Data for processing —
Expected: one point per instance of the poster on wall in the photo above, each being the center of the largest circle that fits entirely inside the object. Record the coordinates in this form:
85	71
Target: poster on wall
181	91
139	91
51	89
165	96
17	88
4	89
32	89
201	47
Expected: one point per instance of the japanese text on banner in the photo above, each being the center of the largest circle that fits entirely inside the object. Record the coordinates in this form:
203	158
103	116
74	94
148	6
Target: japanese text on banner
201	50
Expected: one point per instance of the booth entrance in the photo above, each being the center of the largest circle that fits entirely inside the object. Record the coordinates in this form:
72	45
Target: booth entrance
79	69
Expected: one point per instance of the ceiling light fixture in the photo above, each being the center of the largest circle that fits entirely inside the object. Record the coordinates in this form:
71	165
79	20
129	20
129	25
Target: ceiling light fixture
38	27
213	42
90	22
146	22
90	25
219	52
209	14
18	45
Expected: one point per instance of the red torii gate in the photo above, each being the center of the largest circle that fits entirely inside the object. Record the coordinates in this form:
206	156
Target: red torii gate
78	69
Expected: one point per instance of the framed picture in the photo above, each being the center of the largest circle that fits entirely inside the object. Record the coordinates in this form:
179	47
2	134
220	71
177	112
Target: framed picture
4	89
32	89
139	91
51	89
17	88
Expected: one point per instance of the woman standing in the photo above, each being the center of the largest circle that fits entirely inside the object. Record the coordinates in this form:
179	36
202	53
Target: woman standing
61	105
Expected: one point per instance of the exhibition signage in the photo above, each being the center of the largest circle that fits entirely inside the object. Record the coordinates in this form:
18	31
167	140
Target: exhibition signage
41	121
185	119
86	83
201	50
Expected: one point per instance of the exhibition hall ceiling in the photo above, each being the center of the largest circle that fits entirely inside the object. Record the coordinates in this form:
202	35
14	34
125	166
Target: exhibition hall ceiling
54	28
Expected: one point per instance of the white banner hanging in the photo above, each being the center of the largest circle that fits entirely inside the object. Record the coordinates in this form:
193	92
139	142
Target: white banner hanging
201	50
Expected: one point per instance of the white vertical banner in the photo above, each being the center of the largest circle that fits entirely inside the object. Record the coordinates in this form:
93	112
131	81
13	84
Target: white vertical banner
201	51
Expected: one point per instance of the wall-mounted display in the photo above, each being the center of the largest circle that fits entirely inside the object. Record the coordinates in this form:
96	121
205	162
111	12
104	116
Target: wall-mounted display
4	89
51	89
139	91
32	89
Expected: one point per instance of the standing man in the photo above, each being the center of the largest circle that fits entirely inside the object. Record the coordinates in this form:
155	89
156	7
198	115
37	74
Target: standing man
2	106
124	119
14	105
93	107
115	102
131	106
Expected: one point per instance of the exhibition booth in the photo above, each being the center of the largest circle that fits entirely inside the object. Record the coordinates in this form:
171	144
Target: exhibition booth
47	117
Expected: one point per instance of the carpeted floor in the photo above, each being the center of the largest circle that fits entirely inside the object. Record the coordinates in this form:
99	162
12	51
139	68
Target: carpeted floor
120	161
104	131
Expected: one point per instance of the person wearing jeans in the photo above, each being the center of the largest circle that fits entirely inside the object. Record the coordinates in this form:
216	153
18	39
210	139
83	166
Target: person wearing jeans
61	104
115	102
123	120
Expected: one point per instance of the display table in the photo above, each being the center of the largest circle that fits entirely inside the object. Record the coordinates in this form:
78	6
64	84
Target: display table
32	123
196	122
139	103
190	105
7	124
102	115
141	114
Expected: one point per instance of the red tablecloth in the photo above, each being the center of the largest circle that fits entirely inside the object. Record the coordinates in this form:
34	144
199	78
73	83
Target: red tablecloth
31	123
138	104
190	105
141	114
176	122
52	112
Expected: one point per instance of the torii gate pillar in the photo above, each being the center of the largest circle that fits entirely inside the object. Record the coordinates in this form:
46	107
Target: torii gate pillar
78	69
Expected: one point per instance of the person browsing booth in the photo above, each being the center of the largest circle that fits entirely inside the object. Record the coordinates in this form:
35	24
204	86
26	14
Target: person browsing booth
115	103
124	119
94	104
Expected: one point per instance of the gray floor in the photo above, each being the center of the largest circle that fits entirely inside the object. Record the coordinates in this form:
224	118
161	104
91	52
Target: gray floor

Objective — Return all of the data exactly as it reads.

Result for this task —
Expected: one point per instance of the poster on wall in the photo above, each being the center of the largest circle that fits entirely inside the object. Record the coordinates in this form:
85	71
Target: poster on wall
181	91
139	91
51	89
165	96
17	88
4	89
32	89
201	47
Expected: one point per instance of the japanese text on banner in the photo above, each being the center of the largest circle that fits entirely inside the object. Record the coordinates in this form:
203	158
103	116
74	94
148	6
Target: japanese text on banner
201	50
Expected: one point per instance of the booth entrance in the photo above, each being the center of the largest circle that fits entirely inside the object. Record the coordinates in this form:
72	45
Target: booth entrance
79	69
Expected: one point per instance of the ceiling light fixture in the photo above, each being the center of the largest circle that fits entirely inside the object. Record the coordinates in this form:
71	165
79	20
129	20
129	25
Target: ceiling light fixture
38	27
213	42
90	22
146	22
90	25
219	52
209	14
18	45
Expected: one point per instance of the red torii gate in the photo above, each being the center of the largest circle that fits entirely inside the object. Record the coordinates in this form:
206	156
Target: red torii gate
78	69
Expected: one point per instance of the framed picture in the photo above, each being the center of the largest circle that fits entirely inside the object. Record the coordinates in this form:
179	47
2	134
220	71
177	112
Target: framed picture
4	89
32	89
139	91
51	89
17	88
Expected: one point per instance of the woman standing in the photo above, each being the center of the largest circle that fits entirely inside the object. Record the coordinates in this form:
179	36
202	53
Target: woman standing
61	105
Expected: one point per instance of the exhibition signage in the photo above, each being the center of the largest circle that fits entirely inside the object. Record the coordinates in this form:
18	31
167	140
Target: exhibition signage
41	121
185	119
86	83
201	50
Expected: one point per instance of the exhibition hall ceiling in the photo above, each being the center of the largest circle that fits entirely inside the object. Record the coordinates in this form:
202	35
14	34
125	166
Target: exhibition hall ceiling
54	28
Expected: one point per instance of the white banner hanging in the photo above, each being the center of the largest circle that fits entirely inside the object. Record the coordinates in this form:
193	92
139	142
Target: white banner hanging
201	50
Expected: one point per instance of the white vertical banner in the photo above, each being the center of the largest circle that fits entirely inside the object. Record the coordinates in this form:
93	112
131	81
13	84
Target: white vertical banner
201	51
Expected: one point per instance of the wall-mounted display in the photo above, each being the center of the largest circle that fits entirely inside the object. Record the coordinates in this form:
96	121
205	162
111	12
104	116
Target: wall-mounted display
4	89
51	89
139	91
32	89
Expected: one point per instance of the standing man in the photo above, each being the center of the largest circle that fits entirely inside the object. Record the coordinates in this form:
155	89
156	7
198	115
37	74
Target: standing man
2	106
124	119
14	105
93	107
115	102
131	106
Expected: one point per instance of the exhibition booth in the photo above, each being the center of the largest circle that fits entirely inside the object. Record the coordinates in this form:
171	144
Target: exhibition booth
47	117
Expected: one point per instance of the carpeted floor in the photo above, each being the center of the largest circle that fits entirely inside the object. Record the coordinates in this form:
99	162
12	51
139	68
Target: carpeted floor
120	161
104	131
Expected: one point per instance of the person wearing jeans in the photo above, each being the center of the largest circle that fits entirely inside the object. Record the coordinates in this form:
216	153
18	39
210	139
83	166
Target: person wearing jeans
61	104
115	102
123	120
Expected: one point per instance of the display table in the photo above, each being the center of the largest circle that fits entirely inside the object. Record the coordinates in this form:
78	6
64	84
Target: display table
32	123
196	122
139	103
190	105
7	124
102	115
141	114
Expected: one point per instance of the red tablecloth in the photo above, each being the center of the largest circle that fits entirely inside the object. Record the coordinates in this form:
34	144
199	78
73	83
Target: red tablecloth
31	123
138	104
190	105
141	114
176	122
52	112
Expected: one point per instance of the torii gate pillar in the photo above, each being the center of the largest circle that fits entirely inside the object. Record the coordinates in this form:
46	107
Target: torii gate pillar
78	69
Expected: one point per instance of the person browsing booth in the photo above, each being the center of the largest circle that fits entirely inside the object. Record the coordinates in this form:
35	24
204	86
26	14
Target: person browsing booth
115	103
124	119
94	104
Expected: one point per instance of the gray floor in the photo above, each being the center of the largest circle that fits entirely inside the object. Record the coordinates in this form:
224	118
161	104
91	52
Target: gray floor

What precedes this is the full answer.